WHAT YOU SHOULD DO: The data below is to be repeated in full, exactly as given.

** EXERCISE INPUTS follows **

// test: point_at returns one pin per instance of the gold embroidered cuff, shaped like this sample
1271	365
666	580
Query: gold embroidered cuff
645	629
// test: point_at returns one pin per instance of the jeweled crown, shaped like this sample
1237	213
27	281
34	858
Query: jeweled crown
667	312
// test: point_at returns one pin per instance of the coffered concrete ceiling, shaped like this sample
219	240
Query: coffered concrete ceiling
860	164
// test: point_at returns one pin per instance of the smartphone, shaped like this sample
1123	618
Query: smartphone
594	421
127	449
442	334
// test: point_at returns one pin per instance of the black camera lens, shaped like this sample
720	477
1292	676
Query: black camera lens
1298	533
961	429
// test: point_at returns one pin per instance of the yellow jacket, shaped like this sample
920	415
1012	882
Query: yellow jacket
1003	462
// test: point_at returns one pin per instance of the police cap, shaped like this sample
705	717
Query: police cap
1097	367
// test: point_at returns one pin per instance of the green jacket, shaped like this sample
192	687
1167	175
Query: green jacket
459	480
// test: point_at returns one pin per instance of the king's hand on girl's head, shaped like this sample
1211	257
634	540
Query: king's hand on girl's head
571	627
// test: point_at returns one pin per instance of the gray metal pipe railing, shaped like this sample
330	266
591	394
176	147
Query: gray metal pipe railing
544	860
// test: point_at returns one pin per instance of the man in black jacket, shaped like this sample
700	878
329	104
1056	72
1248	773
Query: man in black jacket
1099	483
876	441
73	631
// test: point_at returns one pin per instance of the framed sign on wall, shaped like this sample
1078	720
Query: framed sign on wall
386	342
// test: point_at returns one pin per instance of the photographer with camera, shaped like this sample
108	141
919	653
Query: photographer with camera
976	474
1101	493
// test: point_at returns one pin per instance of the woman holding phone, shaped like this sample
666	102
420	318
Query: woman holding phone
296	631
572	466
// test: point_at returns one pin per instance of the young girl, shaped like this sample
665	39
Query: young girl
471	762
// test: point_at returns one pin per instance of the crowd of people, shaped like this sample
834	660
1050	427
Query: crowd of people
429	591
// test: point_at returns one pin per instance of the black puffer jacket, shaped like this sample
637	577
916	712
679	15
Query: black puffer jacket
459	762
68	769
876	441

** End of EXERCISE INPUTS **

RESPONSE:
// test: point_at returns one pin per instance of the gold embroidered cuff, shaped like this sample
1271	365
666	580
Query: gold embroidered cuff
645	629
// test: point_at returns one pin per instance of the jeweled crown, shaped like this sample
1237	213
27	281
34	858
Query: jeweled crown
667	312
// test: point_at returns one pin per instance of the coffered concrete ceiling, shaped like this sample
219	240
Query: coffered concrete ceiling
860	164
// test: point_at returns one pin per instance of the smartphone, shaped like this sample
1123	618
Query: smartphone
594	421
127	449
442	334
// test: point_at returns one pin per instance of the black camera lens, shaped like this sample
720	477
1292	676
Query: black camera lens
1298	533
961	429
// test: point_at returns one pin per instance of the yellow jacket, shaped like this sample
920	415
1012	882
Query: yellow jacket
1003	462
// test: point_at returns one pin per instance of the police cap, shaped like this sample
705	717
Query: police cap
1097	367
// test: point_at returns one pin per instance of the green jacket, shaped like this sample
192	687
1167	175
Query: green jacket
459	480
// test: point_at returns one pin per instance of the king's hand on girl's head, shaped like this sample
1211	257
634	540
Query: king's hand on girl's head
571	627
// test: point_at returns one pin per instance of the gray metal pipe railing, shaped like this sample
330	266
591	394
176	147
Query: gray metal pipe railing
544	860
// test: point_at returns one pin per instance of the man in black jacket, shaped like this sample
700	878
329	104
1056	72
1248	773
Query: man in black jacket
1099	483
876	441
73	631
// test: point_at returns one pin per instance of the framed sign on wall, shaped like this sample
1078	720
Query: framed sign on wall
386	342
// test: point_at returns one pin per instance of the photographer with camera, shaped like this sample
108	141
919	653
Query: photographer with camera
976	474
1101	493
// test: point_at returns one pin per instance of the woman holding phone, shaped like this sample
666	102
420	318
Query: woman holding phone
296	631
572	466
// test: point_at returns one pin per instance of the young girl, shaped like this sample
665	39
Query: young girl
471	762
// test: point_at returns one pin per instance of the crowd of people, shaped like this sample
834	660
1050	427
Query: crowd of people
429	591
// test: point_at returns one pin per instance of the black puffer jacket, shaped like this sample
637	577
916	712
679	15
Query: black puffer jacket
459	762
68	769
876	441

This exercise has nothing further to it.